> **PAGE TEXT**
____________________
The money-making machine that Charles A. Ponzi invented in Boston in June
1919 was elegant in its simplicity. It had
three critical components. First, he convinced a group of people about an investment idea
(coupons issued by the International Postal Union seemingly violated the law of one price
and, therefore, offered an arbitrage opportunity); two, he promised them a high return on
their investment (a 50 percent interest every 90 days); and, three, he built credibility
by initially delivering on his promises ( "interest plus principal" of the
earlier "investments" was paid by money "invested" by those who were
recruited into the scheme later). As his reputation spread by word of mouth, people
flocked from all over New England to invest. Ponzi took in about $200,000 a day. The
scheme finally crashed when the Boston Globe exposed him in August 1920.
Such types of schemes have existed before Ponzi and continue to exist after him. The first extensively recorded scheme, covered by Mackay (1841), was conceived by a Scotsman, John Law, in France in 1719. It was immediately followed by the South Sea Bubble in Britain in 1720. Today, thanks to the Internet, Ponzi schemes are making a dramatic comeback.
Financial economists have long been puzzled by Ponzi schemes because they seemingly violate the laws of rationality. An extensive literature has developed to analyze the conditions under which Ponzi schemes and other types of bubbles can arise in economies that go on forever. The existence of these conditions ensures that it is rational for agents to participate in any round because they expect to close their position in a later round at a gain. So the Ponzi scheme goes on forever.
To explain Ponzi schemes in economies that do not go on forever, additional assumptions have been introduced. This literature can be broadly classified into two strands. The first strand is behavioral, and it assumes that some agents are irrational. The second strand, maintaining neoclassical assumptions, has assumed something specific about the economy (agency problem, asymmetric information, and so on.) that drives the results. Our paper belongs to this second strand. Its purpose is to demonstrate how an unscrupulous promoter can devise a Ponzi scheme in a specific type of finite economy—a transition economy.
In this paper we argue that a Ponzi scheme is an ingenious method to expropriate state assets by a politically well-connected promoter in a transition economy. How? The promoter lures citizens with promises of incredible returns. The promoter exploits their rational belief that, if enough of them take part, the assets of the state may be used for a bailout if the scheme fails. So the Ponzi scheme in a transition economy is really a cynical exploitation of the "too big to fail doctrine" by a private citizen. The contribution of this paper is to detail how this can happen, and then link our hypothesis and its implications to some spectacular Ponzi schemes that have occurred in transition economies.
____________________
> **WRITTEN TASKS**
1 > In the Ponzi schemes text, which newspaper exposed Ponzi, and when?
2 > Pick up the Ponzi schemes text after its final sentence and continue it.

> **DATA LINES**
____________________
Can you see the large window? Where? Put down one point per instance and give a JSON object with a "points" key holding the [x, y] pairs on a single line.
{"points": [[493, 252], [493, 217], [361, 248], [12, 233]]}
____________________
> **ANSWER SET**
1 > The Boston Globe, in August 1920.

2 >
A classic Ponzi scheme is an inverted truncated pyramid. The bottom is the mass of citizens participating in the first round, the height is the total number of rounds, and the top is the mass of citizens participating in the last round. A promoter sells certificates to the citizens in each round, promising them an attractive return per round on their investment. Since the money raised in a round is used to pay off the obligation of investors from a previous round, the revenue of the promoter comes mostly from the sales in the initial round and sales in the last round, when the promoter runs away with the money collected. Also, as a record of successful payment develops and information about the fantastic scheme spreads by word of mouth (or click of mouse), most of the costs of the promoter are the marketing costs of reaching the initial group of citizens. The risk-neutral promoter designs the scheme to maximize expected profits. The promoter has one constraint: citizens should participate in each round.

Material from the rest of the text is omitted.